(Stored data entries)
________

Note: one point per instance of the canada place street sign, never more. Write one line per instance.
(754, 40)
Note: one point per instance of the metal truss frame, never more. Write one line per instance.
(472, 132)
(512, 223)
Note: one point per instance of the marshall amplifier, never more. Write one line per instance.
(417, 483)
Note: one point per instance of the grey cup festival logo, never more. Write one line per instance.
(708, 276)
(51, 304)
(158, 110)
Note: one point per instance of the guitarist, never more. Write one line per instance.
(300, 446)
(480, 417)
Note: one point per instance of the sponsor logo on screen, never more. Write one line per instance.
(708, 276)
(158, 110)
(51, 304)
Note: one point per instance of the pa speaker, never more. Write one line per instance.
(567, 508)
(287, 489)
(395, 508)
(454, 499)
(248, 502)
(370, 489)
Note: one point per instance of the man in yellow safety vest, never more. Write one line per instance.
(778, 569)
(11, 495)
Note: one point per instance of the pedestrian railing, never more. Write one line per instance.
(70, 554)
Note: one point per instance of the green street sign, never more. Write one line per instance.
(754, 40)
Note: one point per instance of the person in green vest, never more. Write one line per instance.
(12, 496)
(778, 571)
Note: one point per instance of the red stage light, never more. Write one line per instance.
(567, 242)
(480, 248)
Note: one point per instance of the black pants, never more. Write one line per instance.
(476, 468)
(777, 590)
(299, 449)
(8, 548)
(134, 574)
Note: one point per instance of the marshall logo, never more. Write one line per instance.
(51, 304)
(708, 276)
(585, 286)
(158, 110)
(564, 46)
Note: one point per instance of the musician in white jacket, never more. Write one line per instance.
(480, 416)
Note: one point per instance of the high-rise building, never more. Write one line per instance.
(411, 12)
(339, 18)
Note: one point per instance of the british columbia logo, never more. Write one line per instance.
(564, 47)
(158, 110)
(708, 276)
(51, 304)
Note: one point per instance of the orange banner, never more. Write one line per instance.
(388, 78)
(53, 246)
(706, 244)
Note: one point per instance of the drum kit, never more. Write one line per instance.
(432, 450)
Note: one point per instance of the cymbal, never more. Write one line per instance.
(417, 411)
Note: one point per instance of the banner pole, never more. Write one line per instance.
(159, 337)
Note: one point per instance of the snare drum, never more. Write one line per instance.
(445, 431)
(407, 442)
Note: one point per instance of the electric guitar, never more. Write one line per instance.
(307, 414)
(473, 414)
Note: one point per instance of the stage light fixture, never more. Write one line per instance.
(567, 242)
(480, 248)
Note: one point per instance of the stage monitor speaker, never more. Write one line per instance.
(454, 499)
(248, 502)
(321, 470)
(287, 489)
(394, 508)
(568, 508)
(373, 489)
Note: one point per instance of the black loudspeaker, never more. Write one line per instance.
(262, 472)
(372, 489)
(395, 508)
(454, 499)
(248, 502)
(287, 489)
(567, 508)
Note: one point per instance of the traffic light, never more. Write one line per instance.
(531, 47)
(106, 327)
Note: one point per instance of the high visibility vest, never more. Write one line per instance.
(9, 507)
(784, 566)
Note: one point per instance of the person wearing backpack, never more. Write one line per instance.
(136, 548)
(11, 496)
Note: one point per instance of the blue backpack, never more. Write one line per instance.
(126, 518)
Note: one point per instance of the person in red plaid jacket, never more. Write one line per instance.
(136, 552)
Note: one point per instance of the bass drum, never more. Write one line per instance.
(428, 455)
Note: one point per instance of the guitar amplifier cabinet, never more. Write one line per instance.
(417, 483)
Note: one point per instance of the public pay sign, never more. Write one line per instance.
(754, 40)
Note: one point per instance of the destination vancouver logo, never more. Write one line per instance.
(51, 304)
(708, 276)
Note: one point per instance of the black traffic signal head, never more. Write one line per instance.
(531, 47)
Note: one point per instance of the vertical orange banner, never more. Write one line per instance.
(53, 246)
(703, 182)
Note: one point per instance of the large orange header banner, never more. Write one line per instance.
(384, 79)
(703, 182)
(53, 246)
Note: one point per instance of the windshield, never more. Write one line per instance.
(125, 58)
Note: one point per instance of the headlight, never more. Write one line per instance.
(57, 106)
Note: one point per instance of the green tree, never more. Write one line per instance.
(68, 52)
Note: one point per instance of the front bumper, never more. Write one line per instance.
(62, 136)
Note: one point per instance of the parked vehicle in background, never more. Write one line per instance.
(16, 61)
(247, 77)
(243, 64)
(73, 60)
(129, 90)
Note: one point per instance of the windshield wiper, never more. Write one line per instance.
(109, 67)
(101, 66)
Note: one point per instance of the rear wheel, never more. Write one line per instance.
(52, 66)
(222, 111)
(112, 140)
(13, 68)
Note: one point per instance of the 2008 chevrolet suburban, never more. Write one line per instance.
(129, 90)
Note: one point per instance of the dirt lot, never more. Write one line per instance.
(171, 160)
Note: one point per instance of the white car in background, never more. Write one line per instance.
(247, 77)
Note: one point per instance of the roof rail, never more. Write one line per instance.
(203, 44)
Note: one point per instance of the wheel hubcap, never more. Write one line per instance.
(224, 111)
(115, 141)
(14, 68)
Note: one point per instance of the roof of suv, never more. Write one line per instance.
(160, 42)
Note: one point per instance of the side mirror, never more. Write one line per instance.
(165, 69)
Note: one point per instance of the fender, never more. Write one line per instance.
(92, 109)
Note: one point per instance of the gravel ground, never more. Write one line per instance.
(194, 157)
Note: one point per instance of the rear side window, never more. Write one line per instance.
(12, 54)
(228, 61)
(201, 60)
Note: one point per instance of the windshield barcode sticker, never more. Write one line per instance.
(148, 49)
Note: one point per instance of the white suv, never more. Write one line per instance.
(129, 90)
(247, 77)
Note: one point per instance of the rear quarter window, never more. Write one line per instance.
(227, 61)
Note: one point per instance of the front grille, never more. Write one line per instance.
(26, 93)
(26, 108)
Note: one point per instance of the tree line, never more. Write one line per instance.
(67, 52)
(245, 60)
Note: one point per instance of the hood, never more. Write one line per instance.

________

▶ Problem:
Set down the records again verbatim, so that each word stays as it is.

▶ Your response:
Note: one point per instance of the canada place street sign, never more. Write one line per instance.
(754, 40)
Note: one point per instance of the metal truss frame, never more. Write one line per instance.
(472, 132)
(512, 223)
Note: one point per instance of the marshall amplifier, never more. Write one line per instance.
(417, 483)
Note: one point per instance of the grey cup festival logo, never more. Write one line per instance.
(708, 276)
(51, 304)
(158, 110)
Note: one point per instance of the guitarist, never more. Write one line per instance.
(300, 446)
(480, 417)
Note: one point per instance of the sponsor logo on screen, never more. Write one line per instance.
(708, 276)
(158, 110)
(51, 304)
Note: one point per instance of the pa speaker, never more. Write one line per instance.
(567, 508)
(287, 489)
(395, 508)
(454, 499)
(248, 502)
(370, 489)
Note: one point per instance of the man in yellow safety vest, never more. Write one line per instance.
(778, 569)
(11, 495)
Note: one point per instance of the pedestrian railing, never more. Write one line per instance.
(70, 554)
Note: one point per instance of the green street sign, never more. Write one line per instance.
(754, 40)
Note: one point per instance of the person in green vest, never more. Write one line per instance.
(12, 496)
(778, 571)
Note: one point per instance of the red stage light, never more. Write one line per instance.
(567, 242)
(480, 248)
Note: one point per instance of the black pants, never more. Write one line per instance.
(476, 468)
(777, 590)
(299, 449)
(8, 548)
(134, 574)
Note: one point per instance of the marshall logo, never more. Write one line per instance.
(51, 304)
(708, 276)
(585, 286)
(158, 110)
(564, 46)
Note: one point per instance of the musician in white jacket, never more. Write one line per instance.
(480, 416)
Note: one point per instance of the high-rise building, never more. Write one line per instance.
(411, 12)
(339, 18)
Note: one point per instance of the british columbia logo, never more. Write one line per instance.
(564, 47)
(158, 110)
(708, 276)
(51, 304)
Note: one point per instance of the orange banner, never more. Write one line per instance.
(388, 78)
(53, 246)
(706, 244)
Note: one point per instance of the drum kit, never more. Write one line per instance.
(432, 450)
Note: one point per instance of the cymbal, never more. Write one line per instance.
(417, 411)
Note: one point per instance of the banner pole, never more. Write one line per instance.
(159, 337)
Note: one point per instance of the snare drum, never more. Write one line per instance.
(445, 431)
(407, 442)
Note: one point per instance of the electric guitar, never more. Write one line per instance.
(307, 414)
(473, 414)
Note: one point per instance of the stage light fixture, never more. Write one line per instance.
(567, 242)
(480, 248)
Note: one point per instance of the stage monitor speaker, never more. Write one line per instance.
(454, 499)
(248, 502)
(321, 470)
(287, 489)
(394, 508)
(568, 508)
(373, 489)
Note: one point per instance of the black loudspeaker, never more. Write one line per instance.
(262, 472)
(372, 489)
(395, 508)
(454, 499)
(248, 502)
(287, 489)
(567, 508)
Note: one point per instance of the traffic light, never more. Write one line per instance.
(531, 47)
(106, 327)
Note: one point per instance of the high visibility vest, never more. Write one line per instance.
(9, 507)
(784, 566)
Note: one point per instance of the person wearing backpack, never more. Write one line per instance.
(136, 548)
(11, 496)
Note: one point per instance of the blue backpack, never more. Write one line per instance.
(126, 518)
Note: one point per instance of the person in red plaid jacket, never more. Write one line per instance.
(136, 552)
Note: one point per instance of the bass drum, never more. Write one line per instance.
(428, 455)
Note: one point per instance of the guitar amplifier cabinet, never more. Write one line per instance.
(417, 483)
Note: one point per instance of the public pay sign, never more. Write one line per instance.
(754, 40)
Note: one point per instance of the destination vancouver logo, never more. Write one line per instance.
(51, 304)
(708, 276)
Note: one point per instance of the black traffic signal head, never more. Write one line per instance.
(531, 47)
Note: one point per instance of the vertical orange banner, never more. Write one line per instance.
(53, 246)
(703, 182)
Note: one point per instance of the large orange header banner, never more. Write one line per instance.
(384, 79)
(703, 182)
(53, 246)
Note: one point per instance of the windshield, never more. Write one line per instance.
(125, 58)
Note: one point per instance of the headlight, never more. Write one line per instance.
(57, 106)
Note: one point per instance of the green tree, never more. Write one line per instance.
(68, 52)
Note: one point per instance of the front bumper, never more. Write one line per instance.
(62, 136)
Note: one point per instance of the parked vehicle in background, never more. Write one line per instance.
(16, 61)
(247, 77)
(243, 64)
(73, 60)
(129, 90)
Note: one point per instance of the windshield wiper, never more. Write one line per instance.
(109, 67)
(101, 66)
Note: one point per instance of the rear wheel, never more. Write one line per instance.
(52, 66)
(222, 111)
(112, 140)
(13, 68)
Note: one point per instance of the 2008 chevrolet suburban, never more. Write one line per instance.
(129, 90)
Note: one point per instance of the dirt lot, never more. Write one line per instance.
(171, 160)
Note: one point per instance of the white car in background, never more. Write one line per instance.
(247, 77)
Note: one point per instance of the roof rail, never more. Write one line per instance.
(203, 44)
Note: one point per instance of the wheel hubcap, never more. Write one line per instance.
(224, 111)
(115, 141)
(14, 68)
Note: one point per instance of the roof of suv, never more. Write one line per instance.
(160, 42)
Note: one point per instance of the side mirror, never more. Write one line per instance.
(165, 69)
Note: one point per instance of the fender, never more. Write one line per instance.
(92, 109)
Note: one point per instance of the gravel ground, never more. Write one line per instance.
(194, 157)
Note: one point per instance of the rear side window, never more. Write one line per instance.
(12, 54)
(228, 61)
(201, 60)
Note: one point per instance of the windshield barcode sticker, never more. Write one line per instance.
(148, 49)
Note: one point per instance of the white suv, never more. Write one line per instance.
(129, 90)
(247, 77)
Note: one point per instance of the rear quarter window, never more. Write one line per instance.
(227, 61)
Note: one point per instance of the front grille, never more. Write one line per instance.
(26, 93)
(26, 108)
Note: one point per instance of the tree line, never more. Write one line per instance.
(67, 52)
(245, 60)
Note: one point per instance of the hood, never more. Write one line per instance.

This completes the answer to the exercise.